§ EXERCISE DETAILS
Print, without any changes, the lines of the records that run from the line containing "Put a dot on every instance of the layered" up to and including the final line of the records.

§ RECORDS FOR THE EXERCISE
_ _ _ _
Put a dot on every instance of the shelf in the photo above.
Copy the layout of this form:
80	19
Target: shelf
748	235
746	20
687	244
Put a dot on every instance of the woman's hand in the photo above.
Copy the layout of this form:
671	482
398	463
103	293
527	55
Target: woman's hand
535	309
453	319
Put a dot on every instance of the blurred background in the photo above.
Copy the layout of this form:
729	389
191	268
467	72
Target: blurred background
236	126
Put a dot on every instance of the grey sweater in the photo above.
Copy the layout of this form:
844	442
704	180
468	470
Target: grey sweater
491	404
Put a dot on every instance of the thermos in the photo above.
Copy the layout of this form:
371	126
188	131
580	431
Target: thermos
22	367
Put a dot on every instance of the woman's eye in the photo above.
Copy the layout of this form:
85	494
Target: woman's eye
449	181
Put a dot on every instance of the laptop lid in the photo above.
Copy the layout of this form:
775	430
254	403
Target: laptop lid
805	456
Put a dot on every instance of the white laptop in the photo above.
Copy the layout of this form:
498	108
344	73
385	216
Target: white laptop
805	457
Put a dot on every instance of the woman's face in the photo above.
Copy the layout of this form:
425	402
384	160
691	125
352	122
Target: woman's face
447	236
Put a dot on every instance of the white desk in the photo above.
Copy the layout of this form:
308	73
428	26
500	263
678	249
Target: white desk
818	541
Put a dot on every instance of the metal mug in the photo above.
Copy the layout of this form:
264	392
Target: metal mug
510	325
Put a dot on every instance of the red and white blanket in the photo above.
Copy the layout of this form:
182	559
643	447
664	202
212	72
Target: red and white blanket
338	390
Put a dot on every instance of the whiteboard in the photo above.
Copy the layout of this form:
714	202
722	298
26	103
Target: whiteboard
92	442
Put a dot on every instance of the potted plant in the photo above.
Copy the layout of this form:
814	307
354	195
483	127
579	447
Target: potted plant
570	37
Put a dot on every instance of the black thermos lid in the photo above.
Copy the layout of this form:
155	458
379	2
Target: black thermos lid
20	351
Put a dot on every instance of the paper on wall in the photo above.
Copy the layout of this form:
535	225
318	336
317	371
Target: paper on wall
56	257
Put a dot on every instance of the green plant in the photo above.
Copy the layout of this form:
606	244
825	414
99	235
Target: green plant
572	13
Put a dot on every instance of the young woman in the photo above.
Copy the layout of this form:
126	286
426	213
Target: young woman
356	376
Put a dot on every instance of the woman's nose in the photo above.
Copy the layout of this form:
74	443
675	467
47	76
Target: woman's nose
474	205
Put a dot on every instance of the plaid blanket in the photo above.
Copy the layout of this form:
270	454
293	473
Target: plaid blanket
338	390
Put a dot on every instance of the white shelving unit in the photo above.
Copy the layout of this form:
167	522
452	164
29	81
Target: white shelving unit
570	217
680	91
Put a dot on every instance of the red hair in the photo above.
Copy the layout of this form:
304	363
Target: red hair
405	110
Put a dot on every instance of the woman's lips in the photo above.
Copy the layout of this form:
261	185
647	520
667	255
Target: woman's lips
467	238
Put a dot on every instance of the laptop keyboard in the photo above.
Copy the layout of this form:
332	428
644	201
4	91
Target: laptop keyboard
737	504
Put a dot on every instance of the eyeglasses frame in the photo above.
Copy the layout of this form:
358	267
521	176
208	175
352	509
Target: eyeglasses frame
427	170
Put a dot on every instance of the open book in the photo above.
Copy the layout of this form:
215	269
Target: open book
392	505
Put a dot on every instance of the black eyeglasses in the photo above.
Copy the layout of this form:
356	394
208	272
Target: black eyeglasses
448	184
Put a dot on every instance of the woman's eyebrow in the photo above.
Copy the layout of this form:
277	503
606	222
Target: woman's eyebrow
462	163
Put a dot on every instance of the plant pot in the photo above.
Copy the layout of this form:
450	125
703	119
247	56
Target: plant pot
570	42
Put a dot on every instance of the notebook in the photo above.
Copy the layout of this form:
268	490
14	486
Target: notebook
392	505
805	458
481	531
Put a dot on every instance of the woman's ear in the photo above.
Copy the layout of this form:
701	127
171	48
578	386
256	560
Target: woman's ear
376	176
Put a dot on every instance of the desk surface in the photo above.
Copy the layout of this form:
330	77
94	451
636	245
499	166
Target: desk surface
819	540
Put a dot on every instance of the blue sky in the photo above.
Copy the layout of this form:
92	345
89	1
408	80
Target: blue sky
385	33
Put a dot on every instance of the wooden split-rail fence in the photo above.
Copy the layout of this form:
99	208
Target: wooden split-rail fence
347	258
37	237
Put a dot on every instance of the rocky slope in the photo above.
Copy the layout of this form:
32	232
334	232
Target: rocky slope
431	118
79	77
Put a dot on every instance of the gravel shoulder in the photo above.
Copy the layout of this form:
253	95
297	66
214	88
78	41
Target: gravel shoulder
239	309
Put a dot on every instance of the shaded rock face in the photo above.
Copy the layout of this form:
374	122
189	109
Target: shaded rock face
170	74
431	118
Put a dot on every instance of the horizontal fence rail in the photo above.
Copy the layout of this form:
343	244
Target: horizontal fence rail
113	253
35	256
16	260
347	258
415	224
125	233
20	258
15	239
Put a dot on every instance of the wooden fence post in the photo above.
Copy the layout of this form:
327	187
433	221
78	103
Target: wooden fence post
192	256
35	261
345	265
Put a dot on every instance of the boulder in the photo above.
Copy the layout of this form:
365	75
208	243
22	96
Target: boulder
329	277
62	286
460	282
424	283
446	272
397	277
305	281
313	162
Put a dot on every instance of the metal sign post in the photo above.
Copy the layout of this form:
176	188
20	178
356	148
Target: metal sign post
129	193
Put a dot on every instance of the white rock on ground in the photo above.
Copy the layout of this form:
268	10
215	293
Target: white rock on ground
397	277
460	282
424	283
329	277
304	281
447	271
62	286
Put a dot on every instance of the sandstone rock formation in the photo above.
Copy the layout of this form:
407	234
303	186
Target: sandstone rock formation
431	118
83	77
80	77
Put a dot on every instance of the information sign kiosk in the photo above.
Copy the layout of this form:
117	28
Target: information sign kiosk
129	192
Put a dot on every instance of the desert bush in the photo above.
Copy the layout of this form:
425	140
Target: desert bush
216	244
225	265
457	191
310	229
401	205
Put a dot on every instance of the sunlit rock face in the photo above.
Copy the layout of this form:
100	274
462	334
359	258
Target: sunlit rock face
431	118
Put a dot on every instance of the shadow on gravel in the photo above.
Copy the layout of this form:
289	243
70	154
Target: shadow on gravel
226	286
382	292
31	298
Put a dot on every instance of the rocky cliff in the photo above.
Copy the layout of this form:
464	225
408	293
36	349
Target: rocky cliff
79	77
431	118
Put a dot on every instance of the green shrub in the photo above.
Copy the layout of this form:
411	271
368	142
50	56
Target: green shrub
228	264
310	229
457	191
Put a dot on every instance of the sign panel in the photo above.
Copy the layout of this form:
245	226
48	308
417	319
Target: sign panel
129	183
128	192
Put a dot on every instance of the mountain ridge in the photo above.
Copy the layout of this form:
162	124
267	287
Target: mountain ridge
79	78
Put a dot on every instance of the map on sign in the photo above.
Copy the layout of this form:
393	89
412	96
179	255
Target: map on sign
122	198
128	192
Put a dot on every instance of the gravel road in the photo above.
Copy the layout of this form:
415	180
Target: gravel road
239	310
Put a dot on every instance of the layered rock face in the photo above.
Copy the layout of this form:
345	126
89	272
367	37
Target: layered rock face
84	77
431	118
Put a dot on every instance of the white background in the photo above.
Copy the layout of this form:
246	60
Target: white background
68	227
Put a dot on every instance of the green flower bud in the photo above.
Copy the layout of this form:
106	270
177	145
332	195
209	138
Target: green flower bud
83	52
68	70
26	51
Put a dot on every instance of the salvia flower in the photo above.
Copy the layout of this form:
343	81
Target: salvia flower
_ _ _ _
§ CORRECT OUTPUT
Put a dot on every instance of the layered rock face in the photo above.
Copy the layout of this form:
345	126
89	272
367	37
Target: layered rock face
84	77
431	118
Put a dot on every instance of the white background in the photo above.
Copy the layout of this form:
246	60
Target: white background
68	227
Put a dot on every instance of the green flower bud in the photo above.
Copy the layout of this form:
106	270
177	145
332	195
209	138
Target: green flower bud
83	52
68	70
26	51
Put a dot on every instance of the salvia flower in the photo above.
Copy the layout of this form:
343	81
Target: salvia flower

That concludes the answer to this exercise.